Recorded information:

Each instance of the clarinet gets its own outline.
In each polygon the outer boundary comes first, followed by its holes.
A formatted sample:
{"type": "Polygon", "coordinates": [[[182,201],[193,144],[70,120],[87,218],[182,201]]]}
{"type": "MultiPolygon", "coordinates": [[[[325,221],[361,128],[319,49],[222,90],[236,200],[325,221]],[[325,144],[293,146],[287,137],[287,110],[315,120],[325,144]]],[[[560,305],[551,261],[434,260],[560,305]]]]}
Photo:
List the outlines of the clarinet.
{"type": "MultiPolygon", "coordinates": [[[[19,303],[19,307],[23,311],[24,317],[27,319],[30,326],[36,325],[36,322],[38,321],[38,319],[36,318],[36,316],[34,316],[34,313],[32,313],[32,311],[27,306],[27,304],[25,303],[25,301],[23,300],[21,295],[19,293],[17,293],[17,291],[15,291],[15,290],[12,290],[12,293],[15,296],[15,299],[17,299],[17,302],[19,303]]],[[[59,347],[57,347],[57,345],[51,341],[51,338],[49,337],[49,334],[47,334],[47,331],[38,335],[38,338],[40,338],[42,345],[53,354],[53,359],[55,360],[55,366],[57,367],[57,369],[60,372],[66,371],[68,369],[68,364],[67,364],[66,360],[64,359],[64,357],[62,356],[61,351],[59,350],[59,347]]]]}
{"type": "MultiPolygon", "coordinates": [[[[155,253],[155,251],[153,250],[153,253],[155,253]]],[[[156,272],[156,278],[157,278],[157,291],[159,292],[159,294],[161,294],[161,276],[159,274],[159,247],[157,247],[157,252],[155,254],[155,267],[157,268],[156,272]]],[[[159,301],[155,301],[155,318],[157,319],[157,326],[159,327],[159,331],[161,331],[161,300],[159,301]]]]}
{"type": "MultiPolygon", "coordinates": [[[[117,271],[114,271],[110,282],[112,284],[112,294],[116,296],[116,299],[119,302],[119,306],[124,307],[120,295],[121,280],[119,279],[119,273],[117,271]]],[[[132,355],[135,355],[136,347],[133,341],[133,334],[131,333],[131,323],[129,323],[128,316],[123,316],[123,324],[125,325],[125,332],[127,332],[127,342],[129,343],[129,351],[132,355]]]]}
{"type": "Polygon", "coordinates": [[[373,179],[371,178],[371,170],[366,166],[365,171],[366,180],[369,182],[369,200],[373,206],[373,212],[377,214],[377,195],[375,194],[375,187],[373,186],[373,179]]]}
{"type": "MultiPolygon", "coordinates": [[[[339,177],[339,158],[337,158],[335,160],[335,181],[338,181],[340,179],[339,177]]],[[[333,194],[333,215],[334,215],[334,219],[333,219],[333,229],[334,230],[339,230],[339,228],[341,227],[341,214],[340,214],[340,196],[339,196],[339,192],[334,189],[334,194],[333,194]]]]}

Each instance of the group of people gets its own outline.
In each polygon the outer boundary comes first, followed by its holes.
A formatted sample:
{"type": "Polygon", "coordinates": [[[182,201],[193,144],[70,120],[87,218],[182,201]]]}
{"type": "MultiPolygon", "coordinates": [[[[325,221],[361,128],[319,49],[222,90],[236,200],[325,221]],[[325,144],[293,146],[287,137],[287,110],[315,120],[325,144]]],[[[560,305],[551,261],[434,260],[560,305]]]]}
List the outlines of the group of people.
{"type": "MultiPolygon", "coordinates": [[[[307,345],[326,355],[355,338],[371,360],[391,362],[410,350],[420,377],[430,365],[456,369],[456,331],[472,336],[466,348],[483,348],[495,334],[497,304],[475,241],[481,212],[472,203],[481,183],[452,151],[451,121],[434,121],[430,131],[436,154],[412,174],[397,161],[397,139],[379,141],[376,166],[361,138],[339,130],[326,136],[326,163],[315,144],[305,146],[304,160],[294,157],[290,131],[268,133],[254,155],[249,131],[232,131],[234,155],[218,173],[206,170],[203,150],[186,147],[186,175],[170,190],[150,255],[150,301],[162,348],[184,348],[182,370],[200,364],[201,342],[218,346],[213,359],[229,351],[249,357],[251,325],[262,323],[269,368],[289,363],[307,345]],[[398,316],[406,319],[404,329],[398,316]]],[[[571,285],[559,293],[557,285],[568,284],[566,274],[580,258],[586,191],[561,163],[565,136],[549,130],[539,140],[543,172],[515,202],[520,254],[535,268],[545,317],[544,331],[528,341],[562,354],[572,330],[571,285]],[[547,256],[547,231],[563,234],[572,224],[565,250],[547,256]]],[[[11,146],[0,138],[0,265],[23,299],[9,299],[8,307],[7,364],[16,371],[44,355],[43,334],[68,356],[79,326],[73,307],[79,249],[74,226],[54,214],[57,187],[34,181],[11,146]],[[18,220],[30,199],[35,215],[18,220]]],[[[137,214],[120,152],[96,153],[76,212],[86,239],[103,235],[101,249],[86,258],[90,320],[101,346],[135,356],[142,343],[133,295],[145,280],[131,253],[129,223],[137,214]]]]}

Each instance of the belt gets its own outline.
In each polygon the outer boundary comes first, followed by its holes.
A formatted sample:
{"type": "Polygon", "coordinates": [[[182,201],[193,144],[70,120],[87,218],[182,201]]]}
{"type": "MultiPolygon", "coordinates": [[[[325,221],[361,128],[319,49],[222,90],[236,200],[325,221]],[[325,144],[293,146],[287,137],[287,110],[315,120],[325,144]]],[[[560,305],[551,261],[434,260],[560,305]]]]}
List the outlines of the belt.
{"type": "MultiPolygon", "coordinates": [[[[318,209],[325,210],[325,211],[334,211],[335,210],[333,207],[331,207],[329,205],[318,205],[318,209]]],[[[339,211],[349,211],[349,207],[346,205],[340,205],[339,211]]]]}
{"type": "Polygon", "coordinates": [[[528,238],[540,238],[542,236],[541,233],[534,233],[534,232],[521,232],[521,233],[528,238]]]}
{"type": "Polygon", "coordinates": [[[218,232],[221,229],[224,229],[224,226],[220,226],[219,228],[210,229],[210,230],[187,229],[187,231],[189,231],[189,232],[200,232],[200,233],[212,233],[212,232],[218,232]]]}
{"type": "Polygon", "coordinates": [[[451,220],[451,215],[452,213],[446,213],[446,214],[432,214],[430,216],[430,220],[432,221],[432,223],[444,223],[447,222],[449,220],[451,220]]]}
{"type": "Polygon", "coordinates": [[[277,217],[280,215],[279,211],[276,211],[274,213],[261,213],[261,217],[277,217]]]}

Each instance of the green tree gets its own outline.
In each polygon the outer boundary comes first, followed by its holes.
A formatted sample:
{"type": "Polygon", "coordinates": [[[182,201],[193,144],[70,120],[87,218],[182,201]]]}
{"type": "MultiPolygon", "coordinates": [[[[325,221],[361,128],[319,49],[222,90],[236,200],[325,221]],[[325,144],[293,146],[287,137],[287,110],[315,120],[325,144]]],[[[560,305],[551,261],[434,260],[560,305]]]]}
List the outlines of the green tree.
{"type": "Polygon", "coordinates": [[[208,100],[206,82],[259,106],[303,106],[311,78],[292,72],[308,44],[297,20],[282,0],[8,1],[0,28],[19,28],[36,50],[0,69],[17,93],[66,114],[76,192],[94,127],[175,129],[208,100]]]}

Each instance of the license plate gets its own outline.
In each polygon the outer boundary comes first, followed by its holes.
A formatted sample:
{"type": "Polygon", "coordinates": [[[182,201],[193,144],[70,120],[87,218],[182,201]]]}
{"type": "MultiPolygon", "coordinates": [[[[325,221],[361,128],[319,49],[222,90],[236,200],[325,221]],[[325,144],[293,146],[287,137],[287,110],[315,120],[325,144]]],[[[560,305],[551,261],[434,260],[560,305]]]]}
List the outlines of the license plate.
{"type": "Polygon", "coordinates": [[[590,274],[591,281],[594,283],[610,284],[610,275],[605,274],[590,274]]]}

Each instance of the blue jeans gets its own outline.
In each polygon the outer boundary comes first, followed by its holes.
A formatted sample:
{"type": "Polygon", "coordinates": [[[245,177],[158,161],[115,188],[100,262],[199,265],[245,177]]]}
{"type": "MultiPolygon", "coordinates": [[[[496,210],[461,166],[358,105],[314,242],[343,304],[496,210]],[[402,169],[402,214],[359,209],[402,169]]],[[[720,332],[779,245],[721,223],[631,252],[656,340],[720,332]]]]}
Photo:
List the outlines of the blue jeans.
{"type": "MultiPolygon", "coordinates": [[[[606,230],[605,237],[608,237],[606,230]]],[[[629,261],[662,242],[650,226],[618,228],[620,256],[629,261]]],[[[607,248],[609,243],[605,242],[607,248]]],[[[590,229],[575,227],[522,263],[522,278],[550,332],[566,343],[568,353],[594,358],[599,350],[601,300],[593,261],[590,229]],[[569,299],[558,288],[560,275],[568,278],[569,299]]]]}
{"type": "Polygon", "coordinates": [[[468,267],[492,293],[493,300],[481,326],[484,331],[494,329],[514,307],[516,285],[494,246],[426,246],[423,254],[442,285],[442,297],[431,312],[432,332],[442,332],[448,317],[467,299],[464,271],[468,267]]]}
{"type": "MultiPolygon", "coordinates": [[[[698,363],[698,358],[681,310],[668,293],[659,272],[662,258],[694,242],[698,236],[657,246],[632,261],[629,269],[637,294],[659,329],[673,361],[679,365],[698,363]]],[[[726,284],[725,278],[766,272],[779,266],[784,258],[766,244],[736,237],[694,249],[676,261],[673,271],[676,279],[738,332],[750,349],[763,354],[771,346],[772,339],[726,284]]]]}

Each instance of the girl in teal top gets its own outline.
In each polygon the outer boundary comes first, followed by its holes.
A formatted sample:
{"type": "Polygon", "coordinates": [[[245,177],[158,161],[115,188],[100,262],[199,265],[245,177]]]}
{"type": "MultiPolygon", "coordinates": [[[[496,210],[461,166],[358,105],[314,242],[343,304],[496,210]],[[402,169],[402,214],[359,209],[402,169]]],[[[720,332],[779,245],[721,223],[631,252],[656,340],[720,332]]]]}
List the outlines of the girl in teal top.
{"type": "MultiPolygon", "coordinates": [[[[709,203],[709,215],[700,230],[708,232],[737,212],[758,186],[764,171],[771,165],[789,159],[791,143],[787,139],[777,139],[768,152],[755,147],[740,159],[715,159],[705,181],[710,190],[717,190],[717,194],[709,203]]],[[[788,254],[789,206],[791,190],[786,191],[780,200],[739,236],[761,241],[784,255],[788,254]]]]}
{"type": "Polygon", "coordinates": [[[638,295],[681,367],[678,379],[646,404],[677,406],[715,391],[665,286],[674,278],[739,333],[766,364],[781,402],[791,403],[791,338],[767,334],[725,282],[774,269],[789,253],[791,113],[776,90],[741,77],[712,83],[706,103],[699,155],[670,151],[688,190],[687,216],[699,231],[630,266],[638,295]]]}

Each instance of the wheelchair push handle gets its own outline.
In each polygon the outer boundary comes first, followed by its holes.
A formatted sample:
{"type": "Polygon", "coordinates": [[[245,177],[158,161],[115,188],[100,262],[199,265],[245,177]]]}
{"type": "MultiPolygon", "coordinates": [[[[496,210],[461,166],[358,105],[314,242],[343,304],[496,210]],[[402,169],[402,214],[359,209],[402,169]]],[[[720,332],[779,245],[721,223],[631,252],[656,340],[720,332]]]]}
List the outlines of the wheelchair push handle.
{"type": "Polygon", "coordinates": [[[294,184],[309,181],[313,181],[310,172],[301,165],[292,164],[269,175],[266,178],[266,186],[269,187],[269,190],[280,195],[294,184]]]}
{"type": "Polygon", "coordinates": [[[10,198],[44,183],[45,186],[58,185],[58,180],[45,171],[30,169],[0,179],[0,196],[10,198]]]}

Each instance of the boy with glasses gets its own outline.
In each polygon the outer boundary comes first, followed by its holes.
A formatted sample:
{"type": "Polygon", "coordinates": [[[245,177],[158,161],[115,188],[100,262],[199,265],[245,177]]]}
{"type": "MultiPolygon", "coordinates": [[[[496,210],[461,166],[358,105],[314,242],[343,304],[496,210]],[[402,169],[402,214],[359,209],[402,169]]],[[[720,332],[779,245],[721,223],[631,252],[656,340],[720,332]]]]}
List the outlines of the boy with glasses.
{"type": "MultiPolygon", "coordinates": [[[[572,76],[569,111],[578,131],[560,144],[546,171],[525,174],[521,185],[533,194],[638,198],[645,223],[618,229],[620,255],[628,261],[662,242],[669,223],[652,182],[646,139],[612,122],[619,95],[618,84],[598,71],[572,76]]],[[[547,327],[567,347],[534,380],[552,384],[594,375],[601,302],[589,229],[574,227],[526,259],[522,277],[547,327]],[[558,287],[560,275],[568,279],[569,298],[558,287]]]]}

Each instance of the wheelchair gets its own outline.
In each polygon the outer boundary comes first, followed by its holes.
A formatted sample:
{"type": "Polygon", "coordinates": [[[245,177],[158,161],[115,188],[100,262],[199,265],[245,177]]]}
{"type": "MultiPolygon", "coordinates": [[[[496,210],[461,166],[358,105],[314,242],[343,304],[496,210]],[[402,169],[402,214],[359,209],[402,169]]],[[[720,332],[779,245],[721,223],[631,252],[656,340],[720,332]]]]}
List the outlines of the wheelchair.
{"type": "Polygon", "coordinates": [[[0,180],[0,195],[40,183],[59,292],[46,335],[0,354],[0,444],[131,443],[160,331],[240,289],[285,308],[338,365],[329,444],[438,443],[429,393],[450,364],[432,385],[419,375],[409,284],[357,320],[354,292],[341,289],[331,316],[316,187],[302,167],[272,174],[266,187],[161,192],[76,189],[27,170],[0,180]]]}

Work task: Where a line of the entries contains the word "gets", copy that line.

Task response:
Each instance of the clarinet gets its own outline.
Each instance of the group of people gets its own outline.
Each instance of the belt gets its own outline.
Each instance of the green tree gets its own outline.
Each instance of the license plate gets its own outline.
Each instance of the blue jeans gets its own outline.
Each instance of the girl in teal top gets its own outline.
Each instance of the wheelchair push handle gets its own outline.
Each instance of the boy with glasses gets its own outline.
Each instance of the wheelchair gets its own outline.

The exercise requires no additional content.